*EXERCISE DETAILS*.
Return every one of the records below verbatim, keeping each line unchanged.

*MATERIAL*.

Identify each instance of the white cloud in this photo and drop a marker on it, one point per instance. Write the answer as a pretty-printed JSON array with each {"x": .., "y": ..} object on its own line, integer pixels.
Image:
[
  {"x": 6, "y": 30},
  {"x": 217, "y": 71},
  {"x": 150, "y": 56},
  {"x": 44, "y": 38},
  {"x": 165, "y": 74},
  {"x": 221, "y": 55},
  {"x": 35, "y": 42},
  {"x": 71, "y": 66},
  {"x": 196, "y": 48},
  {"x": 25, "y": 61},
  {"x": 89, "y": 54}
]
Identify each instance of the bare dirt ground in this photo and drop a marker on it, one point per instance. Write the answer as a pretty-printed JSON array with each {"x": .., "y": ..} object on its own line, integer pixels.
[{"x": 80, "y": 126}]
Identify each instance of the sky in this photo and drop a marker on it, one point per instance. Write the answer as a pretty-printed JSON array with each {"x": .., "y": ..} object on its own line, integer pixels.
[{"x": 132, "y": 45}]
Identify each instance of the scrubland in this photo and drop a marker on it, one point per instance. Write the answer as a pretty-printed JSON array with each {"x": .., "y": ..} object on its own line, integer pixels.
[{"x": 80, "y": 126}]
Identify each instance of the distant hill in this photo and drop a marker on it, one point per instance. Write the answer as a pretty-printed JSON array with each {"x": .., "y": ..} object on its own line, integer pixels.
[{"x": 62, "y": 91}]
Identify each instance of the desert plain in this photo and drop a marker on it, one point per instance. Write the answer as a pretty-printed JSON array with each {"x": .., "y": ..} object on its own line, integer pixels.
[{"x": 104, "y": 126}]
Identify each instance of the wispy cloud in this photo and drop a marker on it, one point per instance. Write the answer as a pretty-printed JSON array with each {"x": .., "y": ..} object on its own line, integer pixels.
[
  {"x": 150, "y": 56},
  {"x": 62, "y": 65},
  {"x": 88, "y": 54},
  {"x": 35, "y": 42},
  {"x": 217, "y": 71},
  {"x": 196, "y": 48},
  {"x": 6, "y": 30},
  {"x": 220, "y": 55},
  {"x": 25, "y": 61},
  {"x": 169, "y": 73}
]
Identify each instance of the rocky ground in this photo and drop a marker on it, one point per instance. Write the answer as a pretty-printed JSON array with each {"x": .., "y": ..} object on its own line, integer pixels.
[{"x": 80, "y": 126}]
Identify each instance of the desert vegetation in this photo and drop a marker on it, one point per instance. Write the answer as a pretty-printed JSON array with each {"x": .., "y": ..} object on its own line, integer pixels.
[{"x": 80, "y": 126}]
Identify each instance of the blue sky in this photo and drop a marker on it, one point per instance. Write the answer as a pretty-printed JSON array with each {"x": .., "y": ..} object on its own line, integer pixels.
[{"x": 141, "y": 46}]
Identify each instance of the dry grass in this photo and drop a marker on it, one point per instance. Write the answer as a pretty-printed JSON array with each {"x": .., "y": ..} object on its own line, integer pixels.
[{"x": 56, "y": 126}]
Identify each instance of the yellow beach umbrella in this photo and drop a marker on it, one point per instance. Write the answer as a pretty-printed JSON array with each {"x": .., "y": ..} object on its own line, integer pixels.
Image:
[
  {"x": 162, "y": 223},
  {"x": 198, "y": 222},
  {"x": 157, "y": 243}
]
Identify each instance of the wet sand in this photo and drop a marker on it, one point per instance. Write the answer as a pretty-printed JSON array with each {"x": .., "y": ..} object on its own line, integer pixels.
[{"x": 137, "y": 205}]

*THE ANSWER*.
Identify each instance of the white cloud in this photo and drop a marker on it, one point per instance. Write the answer as a pretty-printed JSON array with each {"x": .., "y": ..} object on its own line, integer pixels.
Image:
[
  {"x": 6, "y": 30},
  {"x": 217, "y": 71},
  {"x": 150, "y": 56},
  {"x": 44, "y": 38},
  {"x": 165, "y": 74},
  {"x": 221, "y": 55},
  {"x": 35, "y": 42},
  {"x": 71, "y": 66},
  {"x": 196, "y": 48},
  {"x": 25, "y": 61},
  {"x": 89, "y": 54}
]
Identify each instance of the bare dirt ground in this photo and drop a marker on it, one point per instance. Write the answer as a pretty-printed JSON array with each {"x": .., "y": ..} object on its own line, integer pixels.
[{"x": 80, "y": 126}]
Identify each instance of the sky in this photo and drop a marker on it, one point per instance. Write the answer as a pretty-printed JSON array with each {"x": .., "y": ..} object on its own line, integer pixels.
[{"x": 132, "y": 45}]
Identify each instance of the scrubland in this photo and drop a marker on it, one point per instance. Write the answer as a pretty-printed JSON array with each {"x": .., "y": ..} object on its own line, integer pixels.
[{"x": 80, "y": 126}]
Identify each instance of the distant hill in this photo and drop a marker on it, one point per instance. Write the answer as a pretty-printed JSON array with each {"x": .., "y": ..} object on its own line, integer pixels.
[{"x": 62, "y": 91}]
Identify each instance of the desert plain in this photo and drop a marker on it, one point per instance. Write the answer as a pretty-printed JSON array with each {"x": .., "y": ..} object on its own line, integer pixels.
[{"x": 104, "y": 126}]
Identify each instance of the wispy cloud in this photo and drop a marker on it, one point per instance. Write the answer as a pretty-printed JSON array with each {"x": .., "y": ..} object on its own line, integer pixels.
[
  {"x": 150, "y": 56},
  {"x": 62, "y": 65},
  {"x": 88, "y": 54},
  {"x": 35, "y": 42},
  {"x": 217, "y": 71},
  {"x": 196, "y": 48},
  {"x": 6, "y": 30},
  {"x": 220, "y": 55},
  {"x": 25, "y": 61},
  {"x": 169, "y": 73}
]
Identify each instance of the rocky ground in this photo and drop a marker on it, one point per instance. Write the answer as a pretty-printed JSON array with each {"x": .., "y": ..} object on its own line, integer pixels.
[{"x": 80, "y": 126}]
Identify each instance of the desert vegetation in this photo and drop a marker on it, one point per instance. Write the answer as a pretty-printed JSON array with each {"x": .., "y": ..} object on its own line, integer pixels.
[{"x": 80, "y": 126}]
Identify each instance of the blue sky in this photo and drop a marker on it, one point per instance. Write the answer as a pretty-printed JSON array with each {"x": .., "y": ..} object on its own line, integer pixels.
[{"x": 141, "y": 46}]
Identify each instance of the dry grass in this photo and drop a marker on it, one point per instance. Write the answer as a pretty-printed JSON array with each {"x": .., "y": ..} object on its own line, integer pixels.
[{"x": 56, "y": 126}]
Identify each instance of the yellow beach umbrella in this photo and drop a marker on it, one point per instance. Write the answer as a pretty-printed JSON array with each {"x": .., "y": ..} object on its own line, integer pixels.
Image:
[
  {"x": 162, "y": 223},
  {"x": 198, "y": 222},
  {"x": 157, "y": 243}
]
Identify each instance of the wet sand in this photo and drop a marker on it, one point per instance. Write the answer as a pretty-printed JSON array with each {"x": .., "y": ..} object on its own line, integer pixels.
[{"x": 137, "y": 205}]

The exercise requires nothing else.